Rewrite the entries below, changing each "lane-count record" to "point-labeling record" and leaving everything else the same.
======== Listing
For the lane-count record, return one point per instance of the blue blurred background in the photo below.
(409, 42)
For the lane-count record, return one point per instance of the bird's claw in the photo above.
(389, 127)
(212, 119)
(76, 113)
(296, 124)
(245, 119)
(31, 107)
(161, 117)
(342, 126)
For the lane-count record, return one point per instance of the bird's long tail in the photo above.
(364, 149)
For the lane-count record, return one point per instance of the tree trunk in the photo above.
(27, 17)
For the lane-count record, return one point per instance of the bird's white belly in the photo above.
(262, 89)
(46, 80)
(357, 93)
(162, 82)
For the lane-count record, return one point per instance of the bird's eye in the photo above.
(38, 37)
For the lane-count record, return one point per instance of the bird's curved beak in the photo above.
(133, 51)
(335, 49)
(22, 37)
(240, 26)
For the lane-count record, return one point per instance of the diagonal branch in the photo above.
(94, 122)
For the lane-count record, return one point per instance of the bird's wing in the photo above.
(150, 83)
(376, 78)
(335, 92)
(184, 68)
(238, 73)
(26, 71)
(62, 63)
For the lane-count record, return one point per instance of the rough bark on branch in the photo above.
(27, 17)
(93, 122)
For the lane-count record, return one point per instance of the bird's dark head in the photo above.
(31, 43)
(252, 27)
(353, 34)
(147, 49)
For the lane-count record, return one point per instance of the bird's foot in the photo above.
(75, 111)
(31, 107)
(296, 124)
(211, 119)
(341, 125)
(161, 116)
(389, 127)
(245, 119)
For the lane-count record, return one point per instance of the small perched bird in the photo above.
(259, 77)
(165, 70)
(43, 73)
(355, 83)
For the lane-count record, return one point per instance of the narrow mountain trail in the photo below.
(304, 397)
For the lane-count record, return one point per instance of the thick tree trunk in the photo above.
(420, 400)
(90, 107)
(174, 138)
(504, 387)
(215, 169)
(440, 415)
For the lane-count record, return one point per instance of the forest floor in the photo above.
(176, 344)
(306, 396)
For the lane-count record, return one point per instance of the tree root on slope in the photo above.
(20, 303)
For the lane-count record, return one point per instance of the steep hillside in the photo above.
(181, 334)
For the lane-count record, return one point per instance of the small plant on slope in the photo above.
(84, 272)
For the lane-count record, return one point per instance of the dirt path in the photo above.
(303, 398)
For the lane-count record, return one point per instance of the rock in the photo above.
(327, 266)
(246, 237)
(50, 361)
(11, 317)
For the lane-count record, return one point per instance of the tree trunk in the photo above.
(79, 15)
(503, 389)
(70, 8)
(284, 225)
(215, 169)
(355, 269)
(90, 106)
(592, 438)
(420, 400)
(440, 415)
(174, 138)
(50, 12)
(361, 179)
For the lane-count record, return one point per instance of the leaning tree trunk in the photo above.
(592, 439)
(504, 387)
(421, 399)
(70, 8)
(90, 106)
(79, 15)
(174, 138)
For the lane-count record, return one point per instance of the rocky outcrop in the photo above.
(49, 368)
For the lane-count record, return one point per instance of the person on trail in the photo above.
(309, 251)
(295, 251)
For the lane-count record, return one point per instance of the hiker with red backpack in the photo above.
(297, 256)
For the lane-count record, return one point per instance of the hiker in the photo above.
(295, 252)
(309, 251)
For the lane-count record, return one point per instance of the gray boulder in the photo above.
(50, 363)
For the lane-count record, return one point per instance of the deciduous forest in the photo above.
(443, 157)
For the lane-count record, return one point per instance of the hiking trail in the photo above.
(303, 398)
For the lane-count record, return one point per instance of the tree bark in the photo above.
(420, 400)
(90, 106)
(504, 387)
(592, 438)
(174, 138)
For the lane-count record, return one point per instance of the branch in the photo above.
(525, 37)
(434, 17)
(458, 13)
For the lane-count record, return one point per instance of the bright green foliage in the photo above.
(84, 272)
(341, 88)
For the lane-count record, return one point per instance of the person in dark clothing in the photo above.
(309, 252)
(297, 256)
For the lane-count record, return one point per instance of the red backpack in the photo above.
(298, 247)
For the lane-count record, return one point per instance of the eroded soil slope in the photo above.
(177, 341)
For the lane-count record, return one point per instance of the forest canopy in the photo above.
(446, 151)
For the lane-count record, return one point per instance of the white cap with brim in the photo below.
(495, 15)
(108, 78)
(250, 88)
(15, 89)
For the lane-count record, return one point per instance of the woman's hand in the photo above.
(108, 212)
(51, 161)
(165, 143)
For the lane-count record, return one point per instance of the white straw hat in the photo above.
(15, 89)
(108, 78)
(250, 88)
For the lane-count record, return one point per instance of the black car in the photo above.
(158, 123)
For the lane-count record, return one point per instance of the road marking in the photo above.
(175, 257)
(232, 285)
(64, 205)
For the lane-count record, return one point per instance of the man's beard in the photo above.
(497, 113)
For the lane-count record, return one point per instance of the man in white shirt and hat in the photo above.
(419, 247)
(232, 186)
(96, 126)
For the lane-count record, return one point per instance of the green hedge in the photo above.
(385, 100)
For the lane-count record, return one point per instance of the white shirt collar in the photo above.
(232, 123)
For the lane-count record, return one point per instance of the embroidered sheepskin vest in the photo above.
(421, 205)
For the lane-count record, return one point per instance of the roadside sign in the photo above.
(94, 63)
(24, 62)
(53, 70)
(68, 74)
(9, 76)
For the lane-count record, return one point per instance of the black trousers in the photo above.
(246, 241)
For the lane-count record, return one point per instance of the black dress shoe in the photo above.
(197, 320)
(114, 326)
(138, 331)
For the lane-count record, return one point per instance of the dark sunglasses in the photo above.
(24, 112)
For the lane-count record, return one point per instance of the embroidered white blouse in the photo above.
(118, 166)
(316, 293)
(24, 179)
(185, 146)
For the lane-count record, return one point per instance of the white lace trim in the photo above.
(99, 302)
================
--- Right answer ---
For the point-labeling record, return one point per instance of the blue blurred background in the photo below.
(409, 42)
For the point-labeling record, return one point per instance of the bird's claw in the photo above.
(389, 127)
(212, 119)
(76, 113)
(296, 124)
(245, 119)
(31, 107)
(161, 117)
(342, 126)
For the point-labeling record, return one point per instance of the bird's long tail in the photo above.
(364, 149)
For the point-labeling record, return one point per instance of the tree trunk in the photo above.
(27, 17)
For the point-labeling record, return one point per instance of the bird's white belly in the photo above.
(262, 89)
(46, 80)
(357, 93)
(162, 82)
For the point-labeling record, return one point per instance of the bird's eye in the photo above.
(38, 37)
For the point-labeling record, return one point per instance of the bird's curved beak in the photo above.
(133, 51)
(335, 49)
(22, 37)
(240, 26)
For the point-labeling record, return one point per instance of the diagonal branch in the photo above.
(94, 122)
For the point-labeling record, return one point per instance of the bird's wing in the photo above.
(150, 83)
(376, 78)
(335, 92)
(184, 68)
(238, 73)
(26, 71)
(62, 63)
For the point-labeling record, return one point per instance of the rough bark on branch in the photo above.
(27, 17)
(93, 122)
For the point-labeling record, return one point per instance of the bird's dark head in the photo above.
(31, 43)
(252, 27)
(353, 34)
(147, 49)
For the point-labeling record, return one point per instance of the bird's foot in the photo above.
(75, 111)
(31, 107)
(296, 124)
(211, 119)
(341, 125)
(161, 116)
(389, 127)
(245, 119)
For the point-labeling record, return one point per instance of the small perched bird in the photo above.
(259, 77)
(165, 70)
(43, 73)
(355, 83)
For the point-labeling record, return one point per instance of the narrow mountain trail in the photo below.
(304, 397)
For the point-labeling record, return one point per instance of the thick tree trunk in the photo above.
(420, 400)
(90, 107)
(174, 138)
(504, 387)
(215, 169)
(440, 415)
For the point-labeling record, return one point per instance of the forest floor in the photo above.
(176, 344)
(306, 396)
For the point-labeling record, return one point per instance of the tree root on slope in the photo above.
(20, 303)
For the point-labeling record, return one point per instance of the steep hillside in the photo above.
(181, 334)
For the point-labeling record, return one point per instance of the small plant on slope in the photo above.
(84, 272)
For the point-labeling record, return one point per instance of the dirt path in the photo above.
(303, 398)
For the point-labeling record, return one point per instance of the rock in the photo above.
(327, 266)
(246, 237)
(50, 361)
(11, 317)
For the point-labeling record, return one point per instance of the tree trunk in the photo above.
(79, 15)
(503, 389)
(70, 8)
(284, 225)
(215, 169)
(355, 269)
(90, 106)
(592, 438)
(420, 400)
(440, 415)
(174, 138)
(50, 12)
(361, 179)
For the point-labeling record, return one point per instance of the leaning tree trunk in the photo above.
(592, 439)
(504, 387)
(421, 399)
(70, 8)
(90, 106)
(79, 15)
(174, 138)
For the point-labeling record, return one point per instance of the rocky outcrop in the photo above.
(49, 368)
For the point-labeling record, return one point per instance of the person on trail in the photo above.
(309, 251)
(295, 251)
For the point-labeling record, return one point per instance of the hiker with red backpack in the photo above.
(297, 256)
For the point-labeling record, return one point per instance of the hiker in the photo above.
(295, 252)
(309, 251)
For the point-labeling record, return one point per instance of the gray boulder in the photo above.
(50, 363)
For the point-labeling record, return one point per instance of the deciduous forest in the photo above.
(443, 157)
For the point-labeling record, return one point per instance of the hiking trail in the photo above.
(303, 398)
For the point-labeling record, return one point per instance of the tree bark in the photo above.
(420, 400)
(90, 106)
(504, 387)
(592, 438)
(174, 138)
For the point-labeling record, return one point per instance of the branch in the photo above.
(525, 37)
(434, 17)
(458, 13)
For the point-labeling record, return one point per instance of the bright green foliage in the photo above.
(84, 272)
(341, 88)
For the point-labeling record, return one point per instance of the person in dark clothing in the photo above.
(309, 252)
(297, 256)
For the point-labeling record, return one point per instance of the red backpack in the photo above.
(298, 247)
For the point-labeling record, return one point per instance of the eroded soil slope in the photo above.
(177, 341)
For the point-labeling record, return one point per instance of the forest canopy in the photo above.
(446, 151)
For the point-labeling record, return one point per instance of the white cap with brim in the photo below.
(495, 15)
(108, 78)
(250, 88)
(15, 89)
For the point-labeling record, return one point per instance of the woman's hand in the photo above.
(108, 212)
(51, 161)
(165, 143)
For the point-labeling record, return one point per instance of the white straw hat in the photo above.
(15, 89)
(108, 78)
(250, 88)
For the point-labeling record, return one point per instance of the black car in the photo above.
(158, 123)
For the point-labeling record, return one point per instance of the road marking in the photo above.
(175, 257)
(232, 285)
(64, 205)
For the point-labeling record, return one point per instance of the man's beard in the photo above.
(497, 113)
For the point-labeling record, return one point per instance of the man in white shirt and hat in the photo above.
(419, 247)
(232, 186)
(96, 126)
For the point-labeling record, return one point per instance of the green hedge in the photo above.
(385, 100)
For the point-labeling record, return one point per instance of the white shirt collar in the photo above.
(232, 123)
For the point-labeling record, return one point per instance of the embroidered sheepskin vest in the photo above.
(421, 205)
For the point-labeling record, return one point per instance of the roadside sign in the photo above.
(94, 63)
(24, 62)
(53, 70)
(68, 74)
(9, 76)
For the point-labeling record, return one point per instance of the black trousers in the photo above.
(246, 241)
For the point-labeling record, return one point per instance of the black dress shoe in the photo above.
(197, 320)
(114, 326)
(138, 331)
For the point-labeling record, return one point per instance of the dark sunglasses in the photo above.
(24, 112)
For the point-labeling record, return one point per instance of the embroidered white blouse in the photo above.
(118, 166)
(316, 293)
(24, 179)
(185, 146)
For the point-labeling record, return one point per instance of the white lace trim in the photo above.
(99, 302)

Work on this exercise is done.